> _Work to do_
Find each line in the records below that contains the string "seam", and copy those lines out in full. Case counts when matching.

> _The data_
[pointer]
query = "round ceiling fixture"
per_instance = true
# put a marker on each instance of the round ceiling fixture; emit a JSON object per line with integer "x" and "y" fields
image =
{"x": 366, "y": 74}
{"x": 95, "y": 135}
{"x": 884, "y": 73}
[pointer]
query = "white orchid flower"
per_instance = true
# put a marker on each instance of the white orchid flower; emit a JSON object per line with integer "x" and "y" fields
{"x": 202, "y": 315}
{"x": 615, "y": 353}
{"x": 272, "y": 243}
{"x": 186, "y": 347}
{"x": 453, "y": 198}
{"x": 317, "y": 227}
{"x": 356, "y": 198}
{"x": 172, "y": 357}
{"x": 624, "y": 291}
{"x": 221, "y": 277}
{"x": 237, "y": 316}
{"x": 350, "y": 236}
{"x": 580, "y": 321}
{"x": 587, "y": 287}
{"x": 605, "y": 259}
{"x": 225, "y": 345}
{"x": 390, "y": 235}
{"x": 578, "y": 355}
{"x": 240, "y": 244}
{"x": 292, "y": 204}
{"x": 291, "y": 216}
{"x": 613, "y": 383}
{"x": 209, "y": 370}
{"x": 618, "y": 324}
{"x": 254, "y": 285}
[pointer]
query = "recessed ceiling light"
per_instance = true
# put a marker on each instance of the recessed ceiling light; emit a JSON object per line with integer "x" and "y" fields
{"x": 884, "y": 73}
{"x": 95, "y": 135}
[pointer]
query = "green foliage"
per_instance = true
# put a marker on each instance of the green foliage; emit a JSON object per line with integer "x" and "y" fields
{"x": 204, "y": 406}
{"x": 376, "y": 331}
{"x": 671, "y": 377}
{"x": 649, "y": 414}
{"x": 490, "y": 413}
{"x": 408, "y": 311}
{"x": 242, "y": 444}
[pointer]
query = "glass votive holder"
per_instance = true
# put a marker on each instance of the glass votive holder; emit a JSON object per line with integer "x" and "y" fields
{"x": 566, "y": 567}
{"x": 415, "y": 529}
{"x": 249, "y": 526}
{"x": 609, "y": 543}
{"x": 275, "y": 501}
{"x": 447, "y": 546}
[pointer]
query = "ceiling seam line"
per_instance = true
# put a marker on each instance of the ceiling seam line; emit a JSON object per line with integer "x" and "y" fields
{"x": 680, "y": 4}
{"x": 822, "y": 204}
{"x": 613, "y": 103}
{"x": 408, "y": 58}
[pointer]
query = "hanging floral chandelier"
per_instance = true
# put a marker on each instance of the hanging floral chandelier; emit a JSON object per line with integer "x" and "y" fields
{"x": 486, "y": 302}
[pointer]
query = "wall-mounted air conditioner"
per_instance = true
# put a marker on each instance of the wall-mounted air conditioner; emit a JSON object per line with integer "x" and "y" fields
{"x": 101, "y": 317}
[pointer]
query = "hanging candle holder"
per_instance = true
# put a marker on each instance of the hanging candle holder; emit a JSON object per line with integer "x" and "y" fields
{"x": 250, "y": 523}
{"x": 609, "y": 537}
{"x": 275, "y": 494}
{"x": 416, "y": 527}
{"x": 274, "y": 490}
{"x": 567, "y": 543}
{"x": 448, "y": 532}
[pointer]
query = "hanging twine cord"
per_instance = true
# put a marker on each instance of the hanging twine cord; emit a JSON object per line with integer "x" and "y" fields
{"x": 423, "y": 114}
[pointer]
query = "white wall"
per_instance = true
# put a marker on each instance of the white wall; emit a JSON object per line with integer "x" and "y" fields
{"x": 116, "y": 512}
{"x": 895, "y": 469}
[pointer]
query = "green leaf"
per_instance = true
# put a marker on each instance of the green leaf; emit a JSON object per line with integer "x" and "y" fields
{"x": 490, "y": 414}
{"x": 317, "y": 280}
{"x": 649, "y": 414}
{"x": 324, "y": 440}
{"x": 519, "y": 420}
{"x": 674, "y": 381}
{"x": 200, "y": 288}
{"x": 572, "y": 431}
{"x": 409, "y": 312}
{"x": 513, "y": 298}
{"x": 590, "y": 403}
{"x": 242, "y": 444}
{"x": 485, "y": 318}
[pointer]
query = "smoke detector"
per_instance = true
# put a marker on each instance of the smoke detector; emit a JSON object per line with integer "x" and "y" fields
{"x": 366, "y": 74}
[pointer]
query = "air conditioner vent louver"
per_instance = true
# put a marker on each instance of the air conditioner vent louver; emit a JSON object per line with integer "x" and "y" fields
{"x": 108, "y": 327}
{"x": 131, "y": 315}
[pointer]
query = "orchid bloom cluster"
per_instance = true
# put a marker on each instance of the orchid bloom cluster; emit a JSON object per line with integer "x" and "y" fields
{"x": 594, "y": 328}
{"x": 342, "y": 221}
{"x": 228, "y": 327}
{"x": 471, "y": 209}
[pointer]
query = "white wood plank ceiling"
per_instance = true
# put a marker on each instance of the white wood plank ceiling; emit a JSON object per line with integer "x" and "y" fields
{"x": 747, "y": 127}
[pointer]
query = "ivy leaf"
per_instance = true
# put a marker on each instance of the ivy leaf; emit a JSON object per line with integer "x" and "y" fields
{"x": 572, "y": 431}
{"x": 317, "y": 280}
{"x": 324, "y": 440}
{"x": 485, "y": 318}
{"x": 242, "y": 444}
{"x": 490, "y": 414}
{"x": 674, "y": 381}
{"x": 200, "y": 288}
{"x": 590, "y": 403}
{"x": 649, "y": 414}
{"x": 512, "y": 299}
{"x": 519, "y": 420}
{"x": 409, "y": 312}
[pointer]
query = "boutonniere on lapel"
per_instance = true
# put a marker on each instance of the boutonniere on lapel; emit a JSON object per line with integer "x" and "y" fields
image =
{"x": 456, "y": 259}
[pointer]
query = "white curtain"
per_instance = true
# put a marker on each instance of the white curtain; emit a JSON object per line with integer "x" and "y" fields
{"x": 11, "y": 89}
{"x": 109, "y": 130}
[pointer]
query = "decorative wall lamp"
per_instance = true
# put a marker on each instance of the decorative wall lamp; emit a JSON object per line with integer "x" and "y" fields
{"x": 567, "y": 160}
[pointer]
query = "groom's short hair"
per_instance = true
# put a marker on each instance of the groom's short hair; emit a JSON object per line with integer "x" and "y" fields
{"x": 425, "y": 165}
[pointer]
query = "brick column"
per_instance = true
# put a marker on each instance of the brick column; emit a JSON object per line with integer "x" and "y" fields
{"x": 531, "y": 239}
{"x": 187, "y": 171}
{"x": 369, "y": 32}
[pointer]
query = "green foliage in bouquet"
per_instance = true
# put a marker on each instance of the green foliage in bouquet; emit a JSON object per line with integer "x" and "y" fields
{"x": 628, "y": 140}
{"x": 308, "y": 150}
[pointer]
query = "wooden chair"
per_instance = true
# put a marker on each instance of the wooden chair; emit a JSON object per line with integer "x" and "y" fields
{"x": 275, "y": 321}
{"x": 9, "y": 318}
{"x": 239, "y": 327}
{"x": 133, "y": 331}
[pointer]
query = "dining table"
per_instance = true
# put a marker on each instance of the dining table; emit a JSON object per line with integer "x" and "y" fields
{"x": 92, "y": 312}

> _Task solution_
query = "ceiling seam line"
# put a marker on each instance of the ceiling seam line; emit a JSON object per line with integer "x" and "y" fields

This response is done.